▶ **READING TEXT**
++++++++

A baby born at 23 weeks gestation weighing just one pound already had a lot of obstacles to overcome. For little Harper Jacobo, those obstacles also included a diagnosis of esophageal atresia, a defect in which the esophagus is not formed properly. But with a Colorado hospital’s groundbreaking surgery using magnets, baby Harper is now able to thrive.
Harper and her twin sister, Gabriella, were high-risk patients when they were born prematurely in Alliance, Nebraska, so doctors transferred them to the Rocky Mountain Hospital for Children, where Harper’s esophageal atresia was discovered. In her case, her esophagus and stomach did not connect.
Dr. Steven Rothenberg, chief of pediatric surgery, told KTLA, “I believe Harper is the smallest baby ever to be born, with this pure Esophageal Atresia, to survive.”
Doctors used magnets to repair Harper’s esophagus. And according to Rocky Mountain Hospital, she’s the first baby to undergo the surgery weighing less than a pound. “The gap was so great, it was hard to get the two ends together,” Rothenberg said, adding that the procedure worked “extremely well.”
Esophageal atresia is not often diagnosed prenatally, so children with it are not often targeted for abortion. However, one of the most notorious cases of esophageal atresia ended in tragedy.
Down Syndrome Prenatal Testing reports that in 1982 a baby in Bloomington, Indiana, was born with esophageal atresia and Down syndrome. Though even then, esophageal atresia could be relatively easily fixed, the doctor told the parents they should just let their baby die.

++++++++

▶ **INFORMATION PROVIDED**
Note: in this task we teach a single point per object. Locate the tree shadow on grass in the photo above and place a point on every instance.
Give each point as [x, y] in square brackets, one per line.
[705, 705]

++++++++

▶ **TASK A**
According to the article about baby Harper, in which town were Harper and her twin sister born?
▶ **TASK B**
Continue the article about baby Harper from its last sentence.

▶ **FINAL ANSWER A**
Alliance, Nebraska.

▶ **FINAL ANSWER B**
The baby, named Baby Doe, was given a death sentence purely due to the ableism of his doctor, Walter Owens. Even if the surgery was successful, Owens argued “[t]hat it would still be a mongoloid, a Down’s syndrome child with all the problems that even the best of them have.” He added his belief “that there are things that are worse than having a child die. And one of them is that it might live.” With his parents’ permission and approval, Baby Doe was abandoned and left to slowly starve. The cause of death was chemical pneumonia, due to the regurgitation of his own stomach acid.
Thankfully, neither of the Jacobo twins had to fear such an awful fate.
Gabriella was able to go home months before Harper was, but Harper spent a year in the hospital. It’s something parents Kayla Hatch and Victor Jacobo will never forget. “To see them breathing, kicking … it’s just truly awesome. We just can’t thank everyone enough for being there and helping us through these trying times,” Jacobo said, with Hatch adding, “For the rest of my life, I’m going to be thanking them.”